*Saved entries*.
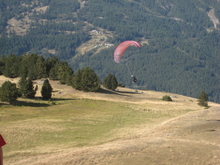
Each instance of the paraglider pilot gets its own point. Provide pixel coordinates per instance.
(134, 80)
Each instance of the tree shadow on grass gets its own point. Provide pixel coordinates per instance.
(30, 104)
(121, 93)
(37, 102)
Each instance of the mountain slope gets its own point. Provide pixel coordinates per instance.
(180, 39)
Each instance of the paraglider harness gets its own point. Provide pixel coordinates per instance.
(134, 80)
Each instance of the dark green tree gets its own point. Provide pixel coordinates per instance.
(40, 68)
(8, 92)
(46, 90)
(22, 86)
(203, 99)
(76, 83)
(26, 87)
(31, 91)
(110, 82)
(167, 98)
(86, 80)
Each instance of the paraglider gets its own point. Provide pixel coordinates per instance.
(119, 51)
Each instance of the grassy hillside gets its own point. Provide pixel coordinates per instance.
(180, 52)
(38, 132)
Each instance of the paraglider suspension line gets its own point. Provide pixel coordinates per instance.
(129, 69)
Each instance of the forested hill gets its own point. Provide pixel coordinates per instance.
(180, 39)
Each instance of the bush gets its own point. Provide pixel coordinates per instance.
(167, 98)
(203, 99)
(46, 90)
(86, 80)
(8, 91)
(110, 82)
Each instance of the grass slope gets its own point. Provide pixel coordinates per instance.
(123, 127)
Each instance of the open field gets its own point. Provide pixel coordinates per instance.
(109, 128)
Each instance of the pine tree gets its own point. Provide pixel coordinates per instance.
(8, 92)
(46, 90)
(26, 87)
(30, 89)
(110, 82)
(86, 80)
(22, 86)
(203, 99)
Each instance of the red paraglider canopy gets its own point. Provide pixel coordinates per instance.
(120, 49)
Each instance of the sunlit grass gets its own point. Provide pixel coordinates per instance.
(35, 126)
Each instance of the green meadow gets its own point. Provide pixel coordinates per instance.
(33, 126)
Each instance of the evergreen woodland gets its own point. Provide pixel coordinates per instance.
(180, 42)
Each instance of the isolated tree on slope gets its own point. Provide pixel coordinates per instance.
(26, 88)
(86, 80)
(8, 92)
(203, 99)
(110, 82)
(46, 90)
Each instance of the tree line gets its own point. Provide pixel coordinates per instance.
(30, 67)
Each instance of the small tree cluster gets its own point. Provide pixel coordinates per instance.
(110, 82)
(46, 90)
(26, 88)
(203, 99)
(8, 92)
(86, 80)
(167, 98)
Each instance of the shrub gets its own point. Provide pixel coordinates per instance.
(8, 92)
(110, 82)
(167, 98)
(203, 99)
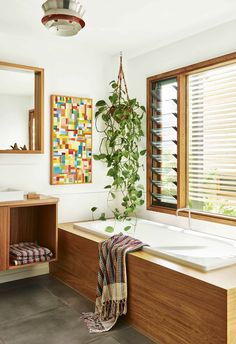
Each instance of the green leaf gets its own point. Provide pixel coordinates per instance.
(112, 172)
(143, 152)
(109, 229)
(101, 103)
(102, 217)
(113, 195)
(99, 156)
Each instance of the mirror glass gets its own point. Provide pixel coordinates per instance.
(17, 110)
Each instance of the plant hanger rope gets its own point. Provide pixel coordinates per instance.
(121, 78)
(121, 123)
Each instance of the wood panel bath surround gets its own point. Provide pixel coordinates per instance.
(167, 302)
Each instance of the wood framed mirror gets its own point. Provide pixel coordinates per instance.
(21, 109)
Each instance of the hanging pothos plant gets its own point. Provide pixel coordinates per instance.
(121, 120)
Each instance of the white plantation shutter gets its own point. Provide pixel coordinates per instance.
(212, 140)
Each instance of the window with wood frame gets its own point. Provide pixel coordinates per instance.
(191, 139)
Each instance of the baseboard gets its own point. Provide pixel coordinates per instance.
(25, 272)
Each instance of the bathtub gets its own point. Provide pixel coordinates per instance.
(191, 248)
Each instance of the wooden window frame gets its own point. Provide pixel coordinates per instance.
(182, 132)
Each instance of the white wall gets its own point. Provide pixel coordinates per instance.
(70, 69)
(14, 118)
(212, 43)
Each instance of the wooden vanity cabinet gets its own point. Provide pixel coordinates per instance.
(28, 220)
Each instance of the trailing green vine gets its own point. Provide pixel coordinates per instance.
(121, 122)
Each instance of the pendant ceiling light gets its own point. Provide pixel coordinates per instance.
(63, 17)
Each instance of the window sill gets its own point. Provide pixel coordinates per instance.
(202, 217)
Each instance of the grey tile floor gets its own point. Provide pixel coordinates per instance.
(42, 310)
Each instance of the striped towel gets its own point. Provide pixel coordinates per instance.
(111, 300)
(29, 252)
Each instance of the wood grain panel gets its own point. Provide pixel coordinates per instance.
(4, 237)
(23, 224)
(231, 316)
(77, 263)
(174, 308)
(47, 232)
(169, 306)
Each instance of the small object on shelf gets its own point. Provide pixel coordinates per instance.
(15, 147)
(29, 253)
(33, 195)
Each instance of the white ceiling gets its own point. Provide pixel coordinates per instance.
(134, 26)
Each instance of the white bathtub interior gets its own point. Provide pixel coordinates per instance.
(191, 248)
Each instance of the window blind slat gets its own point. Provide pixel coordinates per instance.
(212, 140)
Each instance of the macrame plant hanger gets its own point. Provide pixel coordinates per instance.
(121, 80)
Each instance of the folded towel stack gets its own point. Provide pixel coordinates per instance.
(29, 252)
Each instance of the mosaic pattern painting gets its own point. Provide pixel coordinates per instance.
(71, 140)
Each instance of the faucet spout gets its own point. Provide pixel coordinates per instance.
(189, 215)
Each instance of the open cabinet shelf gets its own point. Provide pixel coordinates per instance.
(27, 221)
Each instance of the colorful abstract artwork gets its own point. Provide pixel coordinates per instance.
(71, 160)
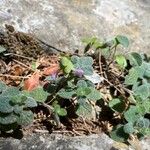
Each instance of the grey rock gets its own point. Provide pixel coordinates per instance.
(64, 23)
(60, 142)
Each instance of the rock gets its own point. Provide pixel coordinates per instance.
(64, 23)
(60, 142)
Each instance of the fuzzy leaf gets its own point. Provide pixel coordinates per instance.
(143, 91)
(123, 40)
(132, 77)
(38, 94)
(131, 115)
(25, 118)
(18, 99)
(121, 61)
(84, 110)
(117, 105)
(94, 95)
(5, 106)
(84, 63)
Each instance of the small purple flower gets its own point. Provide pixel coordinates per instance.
(79, 72)
(54, 76)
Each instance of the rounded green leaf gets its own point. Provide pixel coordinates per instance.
(132, 114)
(132, 77)
(25, 118)
(38, 94)
(117, 105)
(123, 40)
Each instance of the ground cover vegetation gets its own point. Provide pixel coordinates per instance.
(98, 90)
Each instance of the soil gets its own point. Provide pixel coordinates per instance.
(23, 53)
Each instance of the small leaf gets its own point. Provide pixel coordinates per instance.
(117, 105)
(131, 115)
(32, 82)
(128, 128)
(121, 61)
(18, 99)
(2, 49)
(38, 94)
(142, 91)
(25, 118)
(123, 40)
(118, 134)
(132, 77)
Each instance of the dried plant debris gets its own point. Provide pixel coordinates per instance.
(101, 90)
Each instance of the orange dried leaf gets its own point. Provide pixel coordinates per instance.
(54, 69)
(32, 82)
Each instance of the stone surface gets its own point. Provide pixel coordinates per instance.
(60, 142)
(63, 23)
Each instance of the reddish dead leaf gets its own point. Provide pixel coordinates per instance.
(32, 82)
(53, 69)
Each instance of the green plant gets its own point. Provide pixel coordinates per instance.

*Task item*. Repeat every entry above exactly as written and omit any pictures it holds.

*Task solution*.
Each instance of the paraglider pilot gets its own point. Provide pixel coordinates per instance.
(134, 80)
Each instance of the tree shadow on grass gets its own point. Provide pixel coordinates per instance.
(30, 104)
(121, 93)
(37, 102)
Each instance of the mountain slope gets its own point. Provide pixel coordinates per instance.
(180, 39)
Each instance of the paraglider harness gets its own point. Provide pixel coordinates per instance.
(134, 80)
Each instance of the dark green tree gets its own point. Provide pixel coordinates per instance.
(40, 68)
(8, 92)
(46, 90)
(22, 86)
(203, 99)
(76, 83)
(26, 87)
(31, 91)
(110, 82)
(167, 98)
(86, 80)
Each instance of the paraglider gets its own point. Provide pixel coordinates per instance.
(119, 51)
Each instance of the grassy hillside gets its own point. Provide pixel coordinates per instance.
(180, 52)
(38, 132)
Each instance of the paraglider suspension line gets its own point. Provide pixel coordinates per instance.
(129, 69)
Each instance of the forested hill gets its own point. Provide pixel coordinates per instance.
(180, 39)
Each instance of the bush gets its own point. Provide pixel coordinates per instance.
(167, 98)
(203, 99)
(46, 90)
(86, 80)
(8, 91)
(110, 82)
Each instance of the grass slope gets its own point. Provide pixel coordinates per instance.
(123, 127)
Each instance of the open field gets its own point. Provide pixel coordinates per instance.
(109, 128)
Each instance of the pine tree gets its own point. Provide pixel coordinates per instance.
(8, 92)
(46, 90)
(26, 87)
(30, 89)
(110, 82)
(86, 80)
(22, 86)
(203, 99)
Each instance of the red paraglider canopy gets its own point. Provide pixel coordinates per instance.
(120, 49)
Each instance of the sunlit grass gets its own point. Provide pixel coordinates per instance.
(35, 126)
Each instance of the green meadow gets its own point. Provide pixel coordinates per instance.
(33, 126)
Each instance of the evergreen woodland gets its own point. Provide pixel coordinates per instance.
(180, 42)
Each instance of the isolated tree on slope gets its own point. Provide pixel coordinates per instance.
(26, 88)
(86, 80)
(8, 92)
(203, 99)
(110, 82)
(46, 90)
Each instance of the tree line gets its own point. Provide pixel coordinates per instance.
(30, 67)
Each instance of the small tree cluster gets its own point. Provide pixel coordinates per instance.
(110, 82)
(46, 90)
(26, 88)
(203, 99)
(8, 92)
(86, 80)
(167, 98)
Each instance of the shrub gets its own point. Provide pixel coordinates per instance.
(8, 92)
(110, 82)
(167, 98)
(203, 99)
Each instance of the green leaf gets its own point. Provide pixel coordinates per instance.
(112, 172)
(143, 152)
(109, 229)
(101, 103)
(102, 217)
(113, 195)
(99, 156)
Each instance of the mirror glass gets its own point. Provide pixel coordinates per instance.
(17, 110)
Each instance of the plant hanger rope gets its own point. Provide pixel coordinates per instance.
(121, 78)
(121, 123)
Each instance of the wood panel bath surround gets its own point. Provide pixel coordinates per instance.
(167, 302)
Each instance of the wood framed mirror gets its own point. Provide pixel coordinates per instance.
(21, 109)
Each instance of the hanging pothos plant gets its own point. Provide pixel coordinates per instance.
(121, 120)
Each instance of the white plantation shutter gets its own point. Provide pixel coordinates per instance.
(212, 140)
Each instance of the window with wood frame gets its own point. Provide pixel coordinates per instance.
(191, 139)
Each instance of the baseboard gets its own point. Provide pixel coordinates per instance.
(25, 272)
Each instance of the bathtub gets its own point. Provide pixel coordinates per instance.
(191, 248)
Each instance of the wooden window frame gets its own point. Provide pixel coordinates per instance.
(182, 132)
Each instance of the white wall gets its own point. Provide pixel coordinates per instance.
(70, 69)
(14, 118)
(212, 43)
Each instance of the wooden vanity cabinet gets its own point. Provide pixel coordinates per instance.
(28, 220)
Each instance of the trailing green vine gets its own point. Provide pixel coordinates per instance.
(121, 122)
Each instance of the pendant ceiling light gets its own point. Provide pixel coordinates per instance.
(63, 17)
Each instance of the window sill gets its own point. Provide pixel coordinates per instance.
(202, 217)
Each instance of the grey tile floor gets its own point. Provide pixel coordinates per instance.
(42, 310)
Each instance of the striped towel gets its own point. Provide pixel coordinates per instance.
(111, 300)
(29, 252)
Each instance of the wood grain panel gets its own point. Provide pixel coordinates per instance.
(4, 237)
(23, 224)
(231, 316)
(77, 263)
(174, 308)
(47, 232)
(169, 306)
Each instance of the small object on shelf gets its own point. Provide pixel coordinates per instance.
(15, 147)
(29, 253)
(33, 195)
Each instance of the white ceiling gets its own point. Provide pixel coordinates per instance.
(134, 26)
Each instance of the white bathtub interior gets its own point. Provide pixel coordinates per instance.
(191, 248)
Each instance of the window blind slat gets its own point. Provide pixel coordinates per instance.
(212, 140)
Each instance of the macrame plant hanger gets its own point. Provide pixel coordinates per instance.
(121, 80)
Each instance of the folded towel stack gets its own point. Provide pixel coordinates per instance.
(29, 252)
Each instance of the mosaic pattern painting gets its own point. Provide pixel coordinates per instance.
(71, 140)
Each instance of the faucet spout gets its own point. Provide pixel coordinates per instance.
(189, 215)
Each instance of the open cabinet shelf gets its own point. Provide pixel coordinates per instance.
(27, 221)
Each instance of the colorful abstract artwork gets its own point. Provide pixel coordinates per instance.
(71, 160)
Each instance of the grey rock gets its own point. Provide pixel coordinates per instance.
(64, 23)
(60, 142)
Each instance of the rock gets its own point. Provide pixel coordinates per instance.
(64, 23)
(60, 142)
Each instance of the fuzzy leaf gets its own point. Provide pixel coordinates per instance.
(143, 91)
(123, 40)
(132, 77)
(38, 94)
(131, 115)
(25, 118)
(18, 99)
(121, 61)
(84, 110)
(117, 105)
(94, 95)
(5, 106)
(84, 63)
Each instance of the small purple flower gets its own point. Provide pixel coordinates per instance.
(79, 72)
(54, 76)
Each instance of the rounded green leaf gets its own point. Provide pixel coordinates per instance.
(132, 114)
(132, 77)
(25, 118)
(38, 94)
(117, 105)
(123, 40)
Each instance of the ground cover vegetation gets its own point. Provide pixel coordinates per instance.
(98, 90)
Each instance of the soil gets its own point. Provide pixel coordinates per instance.
(23, 53)
Each instance of the small leaf gets its own point. Provide pixel coordinates per instance.
(117, 105)
(131, 115)
(32, 82)
(128, 128)
(121, 61)
(18, 99)
(2, 49)
(38, 94)
(142, 91)
(25, 118)
(123, 40)
(118, 134)
(132, 77)
Each instance of the dried plant debris gets its own point. Provide pixel coordinates per instance.
(101, 90)
Each instance of the orange dried leaf gets its own point. Provide pixel coordinates per instance.
(54, 69)
(32, 82)
Each instance of the stone surface gets its own point. Provide pixel coordinates per instance.
(60, 142)
(63, 23)
Each instance of the reddish dead leaf gets its own point. Provide pixel coordinates per instance.
(32, 82)
(53, 69)
Each instance of the green plant gets its own point. Provide pixel coordinates per instance.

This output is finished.